#### Challenge
Print all of the data exactly.

#### Records for the exercise
====

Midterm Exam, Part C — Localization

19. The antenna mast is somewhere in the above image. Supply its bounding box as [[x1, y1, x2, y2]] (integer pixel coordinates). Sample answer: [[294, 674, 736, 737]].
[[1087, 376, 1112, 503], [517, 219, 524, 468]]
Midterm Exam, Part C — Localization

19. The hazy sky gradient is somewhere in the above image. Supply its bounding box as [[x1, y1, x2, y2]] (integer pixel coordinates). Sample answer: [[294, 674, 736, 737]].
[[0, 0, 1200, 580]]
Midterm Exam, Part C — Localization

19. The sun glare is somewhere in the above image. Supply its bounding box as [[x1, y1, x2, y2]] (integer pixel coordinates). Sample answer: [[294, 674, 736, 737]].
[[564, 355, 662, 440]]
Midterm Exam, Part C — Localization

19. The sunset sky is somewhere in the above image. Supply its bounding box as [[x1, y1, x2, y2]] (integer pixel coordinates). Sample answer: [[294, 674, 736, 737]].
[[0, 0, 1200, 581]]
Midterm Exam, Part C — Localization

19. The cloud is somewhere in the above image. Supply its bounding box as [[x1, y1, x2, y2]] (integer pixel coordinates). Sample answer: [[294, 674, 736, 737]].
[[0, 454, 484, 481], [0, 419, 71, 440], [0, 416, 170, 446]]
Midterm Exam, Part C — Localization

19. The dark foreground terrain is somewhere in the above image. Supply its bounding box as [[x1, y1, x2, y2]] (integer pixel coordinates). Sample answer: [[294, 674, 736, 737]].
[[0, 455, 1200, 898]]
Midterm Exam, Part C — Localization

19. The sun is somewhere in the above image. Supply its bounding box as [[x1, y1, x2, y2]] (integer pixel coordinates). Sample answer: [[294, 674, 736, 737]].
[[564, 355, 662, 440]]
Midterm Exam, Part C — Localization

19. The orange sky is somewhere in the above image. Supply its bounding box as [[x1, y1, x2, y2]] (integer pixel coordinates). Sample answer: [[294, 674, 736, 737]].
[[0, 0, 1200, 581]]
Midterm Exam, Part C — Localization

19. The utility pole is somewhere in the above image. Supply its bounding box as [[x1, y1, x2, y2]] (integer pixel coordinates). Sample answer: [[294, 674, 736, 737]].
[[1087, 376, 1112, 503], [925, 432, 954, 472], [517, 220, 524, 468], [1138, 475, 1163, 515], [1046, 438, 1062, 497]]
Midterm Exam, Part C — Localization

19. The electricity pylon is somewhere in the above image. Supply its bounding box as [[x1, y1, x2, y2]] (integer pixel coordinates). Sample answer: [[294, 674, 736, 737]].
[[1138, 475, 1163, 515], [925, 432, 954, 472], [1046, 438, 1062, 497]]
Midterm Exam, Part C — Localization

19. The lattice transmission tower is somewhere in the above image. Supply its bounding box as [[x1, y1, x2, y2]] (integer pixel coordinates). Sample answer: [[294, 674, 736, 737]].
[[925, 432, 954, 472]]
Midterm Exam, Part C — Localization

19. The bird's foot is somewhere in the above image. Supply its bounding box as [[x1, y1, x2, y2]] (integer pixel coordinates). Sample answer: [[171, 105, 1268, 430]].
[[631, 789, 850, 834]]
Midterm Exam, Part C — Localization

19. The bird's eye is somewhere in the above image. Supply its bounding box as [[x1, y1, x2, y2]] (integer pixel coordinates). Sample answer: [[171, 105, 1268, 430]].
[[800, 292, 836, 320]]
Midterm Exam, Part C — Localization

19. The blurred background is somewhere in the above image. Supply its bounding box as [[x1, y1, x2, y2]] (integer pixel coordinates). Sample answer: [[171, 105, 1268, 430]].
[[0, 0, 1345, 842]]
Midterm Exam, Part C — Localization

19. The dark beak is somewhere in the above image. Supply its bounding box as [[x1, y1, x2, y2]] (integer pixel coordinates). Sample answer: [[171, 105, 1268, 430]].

====

#### Expected answer
Midterm Exam, Part C — Localization

19. The antenna mast is somewhere in the above image. Supply its bounding box as [[x1, y1, x2, y2]] (integer pixel coordinates). Sample answer: [[294, 674, 736, 737]].
[[1087, 376, 1112, 503], [517, 219, 524, 468]]
Midterm Exam, Part C — Localization

19. The hazy sky gradient is somewhere in the above image. Supply its bounding box as [[x1, y1, x2, y2]] (integer pixel coordinates). Sample answer: [[294, 674, 736, 737]].
[[0, 0, 1200, 580]]
Midterm Exam, Part C — Localization

19. The sun glare is somewhere in the above image. Supply its bounding box as [[x1, y1, x2, y2]] (integer pixel coordinates). Sample answer: [[294, 674, 736, 737]].
[[564, 355, 662, 440]]
Midterm Exam, Part C — Localization

19. The sunset sky is somewhere in the above image. Supply its bounding box as [[x1, y1, x2, y2]] (integer pixel coordinates). Sample answer: [[294, 674, 736, 737]].
[[0, 0, 1200, 581]]
Midterm Exam, Part C — Localization

19. The cloud is somewhere in the above image. Supply its bounding box as [[x1, y1, x2, y2]] (integer pixel coordinates). Sample answer: [[294, 674, 736, 737]].
[[0, 454, 484, 481], [0, 419, 71, 440], [0, 416, 170, 446]]
Midterm Exam, Part C — Localization

19. The dark foreground terrain is somewhere in the above image. Supply its bounding box as [[x1, y1, x2, y2]] (integer pixel coordinates). Sample answer: [[294, 674, 736, 737]].
[[0, 455, 1200, 898]]
Midterm Exam, Part C — Localization

19. The sun is somewhere in the above image. Supply its bounding box as [[x1, y1, x2, y2]] (integer pixel coordinates). Sample answer: [[294, 674, 736, 737]].
[[564, 355, 662, 440]]
Midterm Exam, Part C — Localization

19. The orange sky is somewhere in the above image. Supply its bounding box as [[x1, y1, x2, y2]] (integer pixel coordinates). Sample answer: [[294, 674, 736, 737]].
[[0, 0, 1200, 581]]
Midterm Exam, Part C — Localization

19. The utility pole is somewhere in the above image. Supply its bounding box as [[x1, y1, x2, y2]] (integer pixel coordinates). Sample answer: [[294, 674, 736, 737]].
[[1087, 376, 1112, 503], [925, 432, 954, 472], [517, 220, 524, 468], [1138, 475, 1163, 515], [1046, 438, 1062, 497]]
Midterm Exam, Part C — Localization

19. The electricity pylon is somewhere in the above image. Supply its bounding box as [[x1, y1, x2, y2]] (integer pixel coordinates). Sample answer: [[294, 674, 736, 737]].
[[1138, 475, 1163, 515], [925, 432, 954, 472], [1046, 438, 1062, 497]]
Midterm Exam, Part C — Localization

19. The lattice transmission tower is somewhere in the above image. Supply its bounding box as [[x1, y1, x2, y2]] (integer pixel coordinates). Sample answer: [[294, 674, 736, 737]].
[[925, 432, 954, 472]]
Midterm Exam, Part C — Localization

19. The bird's foot is somewhere in the above image. Supply its bounding box as [[x1, y1, x2, y2]] (integer pixel coordinates). Sample answer: [[171, 105, 1268, 430]].
[[631, 789, 850, 834]]
Midterm Exam, Part C — Localization

19. The bird's eye is somewhere in the above image. Supply its bounding box as [[x1, y1, x2, y2]] (integer pixel coordinates). Sample answer: [[171, 105, 1268, 430]].
[[800, 292, 836, 320]]
Midterm Exam, Part C — Localization

19. The blurred background is somewhere in the above image. Supply its bounding box as [[x1, y1, x2, y2]] (integer pixel coordinates). Sample answer: [[171, 105, 1268, 430]].
[[0, 0, 1345, 842]]
Midterm Exam, Part C — Localization

19. The dark beak is somewhere in the above image. Supply its bounding box as [[x1, y1, x2, y2]] (integer pixel coordinates). Sample answer: [[171, 105, 1268, 430]].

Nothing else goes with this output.